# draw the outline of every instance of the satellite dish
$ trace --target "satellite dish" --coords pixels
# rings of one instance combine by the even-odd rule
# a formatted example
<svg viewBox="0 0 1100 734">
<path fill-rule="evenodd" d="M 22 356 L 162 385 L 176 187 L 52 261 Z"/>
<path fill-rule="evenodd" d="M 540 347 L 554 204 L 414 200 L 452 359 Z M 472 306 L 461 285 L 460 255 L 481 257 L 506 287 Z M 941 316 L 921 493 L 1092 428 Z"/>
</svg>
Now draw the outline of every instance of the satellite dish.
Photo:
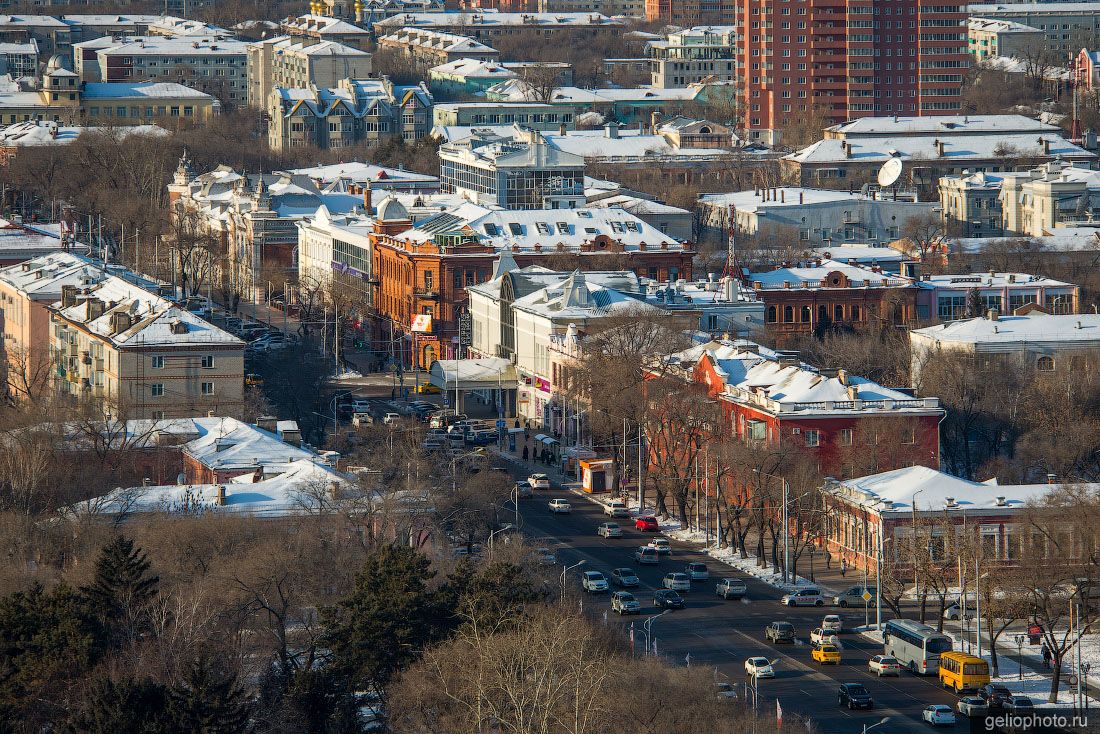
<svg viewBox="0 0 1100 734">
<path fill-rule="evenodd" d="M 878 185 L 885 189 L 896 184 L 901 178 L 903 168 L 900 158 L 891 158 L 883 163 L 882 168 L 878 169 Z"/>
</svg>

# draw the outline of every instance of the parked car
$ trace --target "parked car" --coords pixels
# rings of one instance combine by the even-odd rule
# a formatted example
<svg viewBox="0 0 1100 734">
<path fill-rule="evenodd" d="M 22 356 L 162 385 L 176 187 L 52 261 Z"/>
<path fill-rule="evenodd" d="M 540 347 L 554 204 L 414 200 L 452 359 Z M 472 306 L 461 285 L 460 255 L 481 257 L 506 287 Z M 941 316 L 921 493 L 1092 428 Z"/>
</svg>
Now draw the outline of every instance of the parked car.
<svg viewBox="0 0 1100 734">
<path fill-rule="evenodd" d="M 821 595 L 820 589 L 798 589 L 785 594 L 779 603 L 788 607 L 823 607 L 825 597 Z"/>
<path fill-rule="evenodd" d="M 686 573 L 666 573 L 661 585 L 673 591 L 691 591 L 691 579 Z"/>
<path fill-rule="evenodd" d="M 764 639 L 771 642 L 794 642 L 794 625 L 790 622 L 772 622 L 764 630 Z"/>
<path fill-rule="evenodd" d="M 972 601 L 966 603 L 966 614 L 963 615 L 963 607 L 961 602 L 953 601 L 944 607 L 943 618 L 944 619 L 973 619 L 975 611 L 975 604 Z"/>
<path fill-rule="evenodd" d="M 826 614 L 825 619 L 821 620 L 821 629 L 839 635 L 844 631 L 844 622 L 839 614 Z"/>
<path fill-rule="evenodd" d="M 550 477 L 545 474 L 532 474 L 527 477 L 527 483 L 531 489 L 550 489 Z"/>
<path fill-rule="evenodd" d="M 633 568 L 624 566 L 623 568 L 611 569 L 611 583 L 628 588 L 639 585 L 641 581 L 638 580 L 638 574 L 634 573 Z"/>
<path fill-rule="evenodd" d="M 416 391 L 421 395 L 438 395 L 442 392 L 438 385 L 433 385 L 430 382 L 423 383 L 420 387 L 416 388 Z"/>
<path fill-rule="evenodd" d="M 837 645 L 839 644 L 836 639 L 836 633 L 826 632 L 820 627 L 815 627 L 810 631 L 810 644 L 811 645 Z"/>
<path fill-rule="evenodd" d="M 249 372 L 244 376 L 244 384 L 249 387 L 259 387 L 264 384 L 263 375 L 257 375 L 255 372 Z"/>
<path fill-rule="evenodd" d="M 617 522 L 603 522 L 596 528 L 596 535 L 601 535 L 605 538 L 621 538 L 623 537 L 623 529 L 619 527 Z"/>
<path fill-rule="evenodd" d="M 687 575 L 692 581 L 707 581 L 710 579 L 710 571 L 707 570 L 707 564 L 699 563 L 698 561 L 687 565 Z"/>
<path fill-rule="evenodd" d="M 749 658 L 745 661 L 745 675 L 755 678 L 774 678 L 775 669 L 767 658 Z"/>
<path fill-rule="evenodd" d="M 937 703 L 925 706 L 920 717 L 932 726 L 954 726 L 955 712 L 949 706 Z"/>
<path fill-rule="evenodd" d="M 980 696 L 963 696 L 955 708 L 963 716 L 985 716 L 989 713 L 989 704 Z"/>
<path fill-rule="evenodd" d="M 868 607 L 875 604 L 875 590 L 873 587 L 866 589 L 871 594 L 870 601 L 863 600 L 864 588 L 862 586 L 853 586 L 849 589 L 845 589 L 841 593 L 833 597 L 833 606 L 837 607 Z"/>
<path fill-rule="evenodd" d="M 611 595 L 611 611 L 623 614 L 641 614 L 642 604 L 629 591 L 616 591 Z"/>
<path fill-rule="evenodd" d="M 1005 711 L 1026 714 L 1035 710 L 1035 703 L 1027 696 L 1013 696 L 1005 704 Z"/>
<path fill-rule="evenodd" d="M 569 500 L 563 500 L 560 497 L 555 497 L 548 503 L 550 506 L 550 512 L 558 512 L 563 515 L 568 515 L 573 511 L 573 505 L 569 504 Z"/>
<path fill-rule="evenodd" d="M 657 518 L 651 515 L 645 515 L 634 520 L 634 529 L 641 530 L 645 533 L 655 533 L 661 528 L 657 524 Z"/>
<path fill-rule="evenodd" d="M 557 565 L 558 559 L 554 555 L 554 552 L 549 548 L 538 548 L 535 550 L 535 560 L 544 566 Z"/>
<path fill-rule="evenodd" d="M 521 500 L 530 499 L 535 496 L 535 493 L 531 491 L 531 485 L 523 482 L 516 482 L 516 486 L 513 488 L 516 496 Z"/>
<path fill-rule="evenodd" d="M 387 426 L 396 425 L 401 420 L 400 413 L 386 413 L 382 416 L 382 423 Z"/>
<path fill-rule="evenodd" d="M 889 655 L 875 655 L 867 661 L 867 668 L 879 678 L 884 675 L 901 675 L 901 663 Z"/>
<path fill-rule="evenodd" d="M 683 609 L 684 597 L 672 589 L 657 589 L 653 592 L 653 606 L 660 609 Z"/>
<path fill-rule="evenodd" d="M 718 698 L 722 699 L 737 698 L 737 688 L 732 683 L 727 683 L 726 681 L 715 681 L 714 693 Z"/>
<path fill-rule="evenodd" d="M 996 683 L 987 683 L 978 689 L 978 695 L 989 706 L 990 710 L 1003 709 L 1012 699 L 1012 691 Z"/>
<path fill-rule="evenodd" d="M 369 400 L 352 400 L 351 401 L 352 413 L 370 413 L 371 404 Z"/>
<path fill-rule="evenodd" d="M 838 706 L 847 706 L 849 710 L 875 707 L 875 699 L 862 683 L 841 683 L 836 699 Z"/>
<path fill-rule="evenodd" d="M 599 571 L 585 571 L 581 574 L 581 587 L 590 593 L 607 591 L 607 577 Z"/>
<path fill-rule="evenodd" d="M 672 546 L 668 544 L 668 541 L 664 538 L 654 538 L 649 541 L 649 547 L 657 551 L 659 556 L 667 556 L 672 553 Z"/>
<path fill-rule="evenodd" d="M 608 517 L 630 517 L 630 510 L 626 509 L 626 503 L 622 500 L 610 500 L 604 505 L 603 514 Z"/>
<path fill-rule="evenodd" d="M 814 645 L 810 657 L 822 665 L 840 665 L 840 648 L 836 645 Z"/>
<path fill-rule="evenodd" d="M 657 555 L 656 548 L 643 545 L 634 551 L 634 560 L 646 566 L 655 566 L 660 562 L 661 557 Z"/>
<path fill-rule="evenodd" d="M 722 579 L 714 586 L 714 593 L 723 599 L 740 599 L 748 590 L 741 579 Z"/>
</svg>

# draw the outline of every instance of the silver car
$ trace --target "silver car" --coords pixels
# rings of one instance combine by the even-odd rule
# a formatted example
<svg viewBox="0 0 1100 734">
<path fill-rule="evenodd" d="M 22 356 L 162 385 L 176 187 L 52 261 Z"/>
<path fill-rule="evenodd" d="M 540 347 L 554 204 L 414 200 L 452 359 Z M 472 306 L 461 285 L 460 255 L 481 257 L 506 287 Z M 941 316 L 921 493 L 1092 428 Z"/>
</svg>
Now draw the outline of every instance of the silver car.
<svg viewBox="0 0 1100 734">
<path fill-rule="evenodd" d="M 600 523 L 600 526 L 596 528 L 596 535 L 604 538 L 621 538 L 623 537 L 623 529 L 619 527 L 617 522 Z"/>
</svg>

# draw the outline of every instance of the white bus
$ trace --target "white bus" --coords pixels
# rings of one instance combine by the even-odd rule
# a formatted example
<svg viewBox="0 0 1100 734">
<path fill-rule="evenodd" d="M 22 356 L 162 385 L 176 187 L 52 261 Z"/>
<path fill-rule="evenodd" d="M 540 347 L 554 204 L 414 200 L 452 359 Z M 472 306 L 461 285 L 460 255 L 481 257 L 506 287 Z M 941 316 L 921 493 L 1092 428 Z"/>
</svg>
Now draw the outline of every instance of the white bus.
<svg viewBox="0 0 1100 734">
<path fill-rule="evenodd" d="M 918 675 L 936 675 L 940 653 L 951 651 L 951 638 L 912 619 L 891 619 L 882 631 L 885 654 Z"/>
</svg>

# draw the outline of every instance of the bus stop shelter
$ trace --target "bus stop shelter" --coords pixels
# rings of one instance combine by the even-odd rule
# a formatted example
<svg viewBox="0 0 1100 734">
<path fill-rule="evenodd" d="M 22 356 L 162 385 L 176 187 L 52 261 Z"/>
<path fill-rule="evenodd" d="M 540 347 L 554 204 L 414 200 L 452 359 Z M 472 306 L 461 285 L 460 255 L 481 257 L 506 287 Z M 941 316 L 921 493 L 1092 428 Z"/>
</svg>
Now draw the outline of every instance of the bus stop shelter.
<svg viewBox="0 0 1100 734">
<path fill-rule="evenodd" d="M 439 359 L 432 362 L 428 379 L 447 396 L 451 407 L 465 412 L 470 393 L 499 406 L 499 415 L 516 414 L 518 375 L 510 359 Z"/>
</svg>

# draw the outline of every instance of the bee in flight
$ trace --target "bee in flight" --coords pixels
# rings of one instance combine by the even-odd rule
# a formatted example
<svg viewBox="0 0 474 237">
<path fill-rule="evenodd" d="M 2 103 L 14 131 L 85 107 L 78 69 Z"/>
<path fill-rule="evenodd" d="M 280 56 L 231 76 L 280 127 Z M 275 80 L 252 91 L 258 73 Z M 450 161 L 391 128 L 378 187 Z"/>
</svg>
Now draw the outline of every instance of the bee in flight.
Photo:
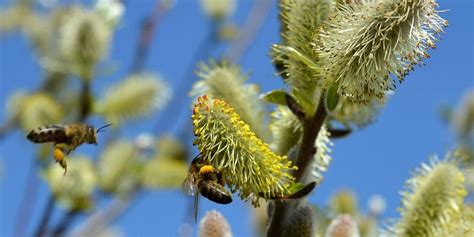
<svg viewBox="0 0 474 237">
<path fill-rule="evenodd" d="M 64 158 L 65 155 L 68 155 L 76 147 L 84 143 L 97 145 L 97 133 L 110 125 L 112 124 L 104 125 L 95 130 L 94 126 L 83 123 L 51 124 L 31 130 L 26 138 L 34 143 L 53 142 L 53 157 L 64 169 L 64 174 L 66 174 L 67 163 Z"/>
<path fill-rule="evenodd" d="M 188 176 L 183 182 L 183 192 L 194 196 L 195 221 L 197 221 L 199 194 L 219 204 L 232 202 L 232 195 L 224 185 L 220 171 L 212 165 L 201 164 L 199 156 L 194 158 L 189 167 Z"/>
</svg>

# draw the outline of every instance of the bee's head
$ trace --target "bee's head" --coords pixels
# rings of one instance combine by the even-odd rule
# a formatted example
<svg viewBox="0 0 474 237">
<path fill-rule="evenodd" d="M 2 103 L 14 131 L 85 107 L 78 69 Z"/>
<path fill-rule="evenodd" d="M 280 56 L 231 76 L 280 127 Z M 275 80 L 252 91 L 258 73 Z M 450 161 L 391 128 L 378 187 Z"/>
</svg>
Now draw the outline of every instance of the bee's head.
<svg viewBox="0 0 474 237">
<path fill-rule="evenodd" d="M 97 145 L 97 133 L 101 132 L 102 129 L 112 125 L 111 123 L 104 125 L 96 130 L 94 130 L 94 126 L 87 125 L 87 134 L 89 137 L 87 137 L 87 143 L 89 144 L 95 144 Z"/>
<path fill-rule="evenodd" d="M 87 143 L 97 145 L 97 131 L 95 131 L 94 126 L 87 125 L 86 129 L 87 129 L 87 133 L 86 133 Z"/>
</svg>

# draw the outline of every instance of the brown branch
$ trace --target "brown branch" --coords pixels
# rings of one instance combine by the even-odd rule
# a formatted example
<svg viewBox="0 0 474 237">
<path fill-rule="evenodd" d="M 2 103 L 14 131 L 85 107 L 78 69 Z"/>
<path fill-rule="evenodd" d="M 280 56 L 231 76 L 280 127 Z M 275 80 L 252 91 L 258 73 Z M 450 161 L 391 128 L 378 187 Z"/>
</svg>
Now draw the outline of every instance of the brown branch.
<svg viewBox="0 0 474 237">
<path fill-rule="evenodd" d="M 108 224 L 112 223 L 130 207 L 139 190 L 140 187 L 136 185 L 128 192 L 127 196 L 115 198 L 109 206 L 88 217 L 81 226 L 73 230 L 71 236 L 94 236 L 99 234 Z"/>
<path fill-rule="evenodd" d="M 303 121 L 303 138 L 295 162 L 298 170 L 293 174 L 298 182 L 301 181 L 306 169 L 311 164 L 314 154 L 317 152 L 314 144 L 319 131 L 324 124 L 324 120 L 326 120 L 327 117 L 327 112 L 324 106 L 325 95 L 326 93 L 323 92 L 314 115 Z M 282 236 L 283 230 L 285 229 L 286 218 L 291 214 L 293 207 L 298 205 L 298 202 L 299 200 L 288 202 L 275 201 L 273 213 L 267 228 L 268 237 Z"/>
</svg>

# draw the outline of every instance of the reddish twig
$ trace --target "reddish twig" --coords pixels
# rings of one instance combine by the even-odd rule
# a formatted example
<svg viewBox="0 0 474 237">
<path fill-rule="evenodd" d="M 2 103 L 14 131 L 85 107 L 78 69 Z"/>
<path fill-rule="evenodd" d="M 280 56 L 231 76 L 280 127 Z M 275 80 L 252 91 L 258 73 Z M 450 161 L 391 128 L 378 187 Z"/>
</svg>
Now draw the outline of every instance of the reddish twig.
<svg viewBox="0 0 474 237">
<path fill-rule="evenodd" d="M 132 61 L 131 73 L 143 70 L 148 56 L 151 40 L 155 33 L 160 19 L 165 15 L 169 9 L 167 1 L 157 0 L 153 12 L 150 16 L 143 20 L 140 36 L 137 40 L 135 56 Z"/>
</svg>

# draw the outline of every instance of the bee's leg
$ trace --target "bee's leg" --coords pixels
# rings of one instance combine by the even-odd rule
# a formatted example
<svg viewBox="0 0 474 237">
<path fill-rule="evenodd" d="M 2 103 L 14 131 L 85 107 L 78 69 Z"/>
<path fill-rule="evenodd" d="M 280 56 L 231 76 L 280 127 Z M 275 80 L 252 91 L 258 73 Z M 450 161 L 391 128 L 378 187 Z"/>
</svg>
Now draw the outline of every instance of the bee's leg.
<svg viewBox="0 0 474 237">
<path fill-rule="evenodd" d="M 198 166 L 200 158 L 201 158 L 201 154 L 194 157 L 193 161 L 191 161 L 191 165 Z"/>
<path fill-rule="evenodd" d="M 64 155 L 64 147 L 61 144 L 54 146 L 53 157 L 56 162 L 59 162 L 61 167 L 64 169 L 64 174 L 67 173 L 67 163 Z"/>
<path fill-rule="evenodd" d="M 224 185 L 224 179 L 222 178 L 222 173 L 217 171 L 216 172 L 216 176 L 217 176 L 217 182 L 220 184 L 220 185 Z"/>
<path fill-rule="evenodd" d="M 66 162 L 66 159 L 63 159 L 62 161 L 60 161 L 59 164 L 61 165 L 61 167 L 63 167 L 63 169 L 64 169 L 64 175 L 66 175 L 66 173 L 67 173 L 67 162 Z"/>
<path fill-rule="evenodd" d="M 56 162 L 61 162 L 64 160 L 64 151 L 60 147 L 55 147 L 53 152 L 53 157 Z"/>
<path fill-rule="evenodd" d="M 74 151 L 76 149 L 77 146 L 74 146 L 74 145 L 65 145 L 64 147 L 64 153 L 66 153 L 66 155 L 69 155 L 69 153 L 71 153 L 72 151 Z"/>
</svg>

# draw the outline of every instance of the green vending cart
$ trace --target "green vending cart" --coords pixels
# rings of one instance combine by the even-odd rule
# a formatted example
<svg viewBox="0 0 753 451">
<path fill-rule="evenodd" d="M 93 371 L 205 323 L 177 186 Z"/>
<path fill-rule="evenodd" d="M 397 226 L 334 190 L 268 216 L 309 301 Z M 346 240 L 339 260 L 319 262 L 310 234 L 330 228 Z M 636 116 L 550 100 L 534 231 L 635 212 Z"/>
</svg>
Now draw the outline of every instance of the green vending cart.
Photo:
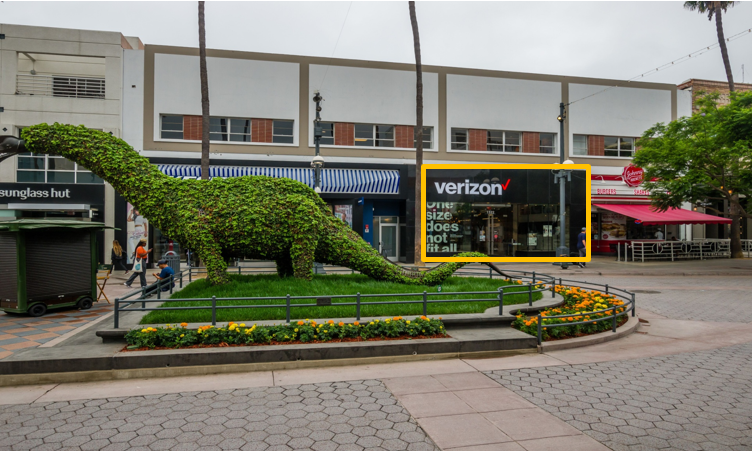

★ ★ ★ ★ ★

- _Work request_: Pick from the records each line that contains the word "flight" and show it.

- _Task answer_:
# draw the outline of every instance of the bee in flight
$ trace --target "bee in flight" --coords pixels
Now draw the outline of every instance of the bee in flight.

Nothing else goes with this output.